From the passage on cancer research below, extract the part that opens with the words containing "One of the fundamental" and closes with "person with cancer.", copying it word for word.

:: Supplied text ::
------------------------
Cancer is one of the toughest enemies of human health. We’ve spent billions of dollars across several decades trying to conquer it, yet there are still many forms of cancer that remain unbeatable.
One of the fundamental problems in cancer research is finding an effective way to test potential therapies. There’s no way to know how a human body will react to a given treatment, nor what impact that treatment will have on the cancer, without administering the drug to a person with cancer.
There are three problems there. First, it is costly, slow, and difficult to get therapies approved for research in humans. Second, it is very difficult to identify test subjects who meet the necessary criteria in terms of age, cancer type and stage, and overall health. And finally, it is ethically wrong to withhold a therapy that might work in favor of administering one that remains unproven.
The best way to address these issues is to remove the research from the human species and to work with some type of animal that will have a similar response to a human’s. Of course, the problem there is that the physiology of other animals is too dissimilar to human physiology for the research to bear any meaningful conclusions.
------------------------
:: Supplied information ::
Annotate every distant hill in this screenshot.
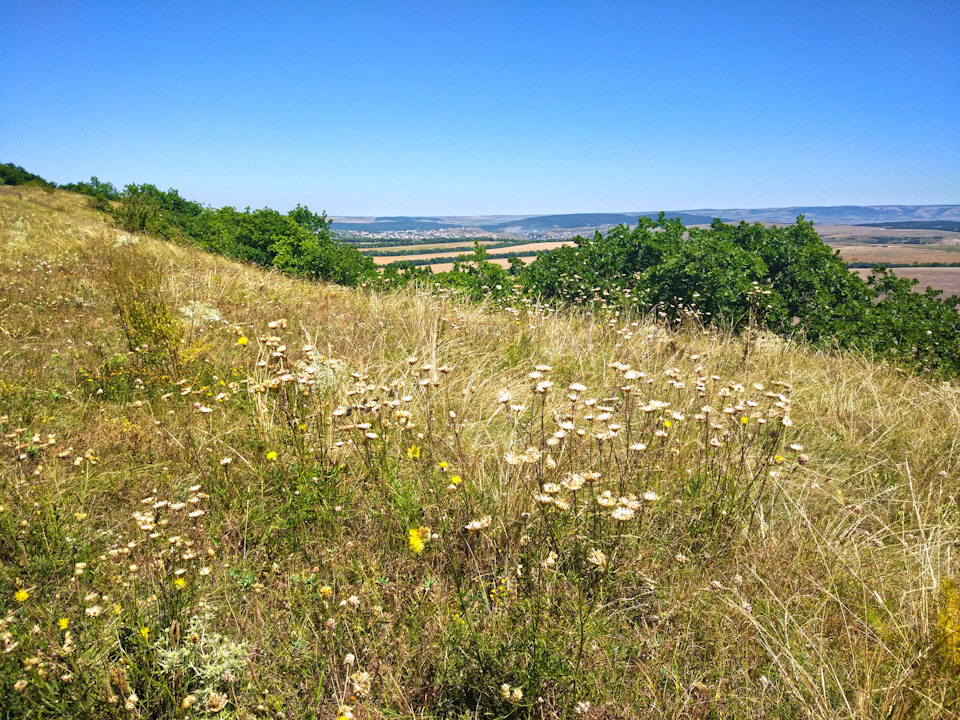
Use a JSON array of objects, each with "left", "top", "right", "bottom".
[
  {"left": 861, "top": 220, "right": 960, "bottom": 232},
  {"left": 331, "top": 212, "right": 713, "bottom": 234},
  {"left": 688, "top": 205, "right": 960, "bottom": 225},
  {"left": 478, "top": 212, "right": 713, "bottom": 232},
  {"left": 331, "top": 205, "right": 960, "bottom": 235}
]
------------------------
:: Your response ::
One of the fundamental problems in cancer research is finding an effective way to test potential therapies. There’s no way to know how a human body will react to a given treatment, nor what impact that treatment will have on the cancer, without administering the drug to a person with cancer.